Turn every line of the data below into a JSON list of strings, one string per line, skipping any blank lines.

[Start of Provided data]

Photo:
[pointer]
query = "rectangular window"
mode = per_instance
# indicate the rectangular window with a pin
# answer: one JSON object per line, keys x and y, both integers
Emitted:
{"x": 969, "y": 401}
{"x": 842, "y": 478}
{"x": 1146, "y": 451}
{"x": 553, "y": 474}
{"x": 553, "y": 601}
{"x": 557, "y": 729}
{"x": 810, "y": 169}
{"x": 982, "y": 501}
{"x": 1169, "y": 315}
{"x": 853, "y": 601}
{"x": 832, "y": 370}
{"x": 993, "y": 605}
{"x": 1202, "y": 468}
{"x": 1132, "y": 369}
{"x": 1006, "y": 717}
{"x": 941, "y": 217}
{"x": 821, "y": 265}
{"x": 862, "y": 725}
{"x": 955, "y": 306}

[End of Provided data]

§ Reply
[
  "Photo:",
  "[pointer]",
  "query = \"rectangular window\"",
  "mode = per_instance",
  "# indicate the rectangular window with a pin",
  "# answer: one JSON object per line, keys x and y, both integers",
  "Emitted:",
  "{\"x\": 969, \"y\": 401}",
  "{\"x\": 842, \"y\": 478}",
  "{\"x\": 1146, \"y\": 451}",
  "{\"x\": 553, \"y\": 474}",
  "{\"x\": 553, \"y\": 601}",
  "{\"x\": 557, \"y\": 729}",
  "{\"x\": 810, \"y\": 169}",
  "{\"x\": 982, \"y\": 501}",
  "{\"x\": 1169, \"y\": 315}",
  "{\"x\": 853, \"y\": 601}",
  "{\"x\": 832, \"y\": 370}",
  "{\"x\": 993, \"y\": 605}",
  "{\"x\": 1202, \"y\": 468}",
  "{\"x\": 1132, \"y\": 369}",
  "{\"x\": 1006, \"y\": 717}",
  "{\"x\": 941, \"y\": 217}",
  "{\"x\": 821, \"y\": 265}",
  "{\"x\": 862, \"y\": 725}",
  "{\"x\": 955, \"y\": 306}"
]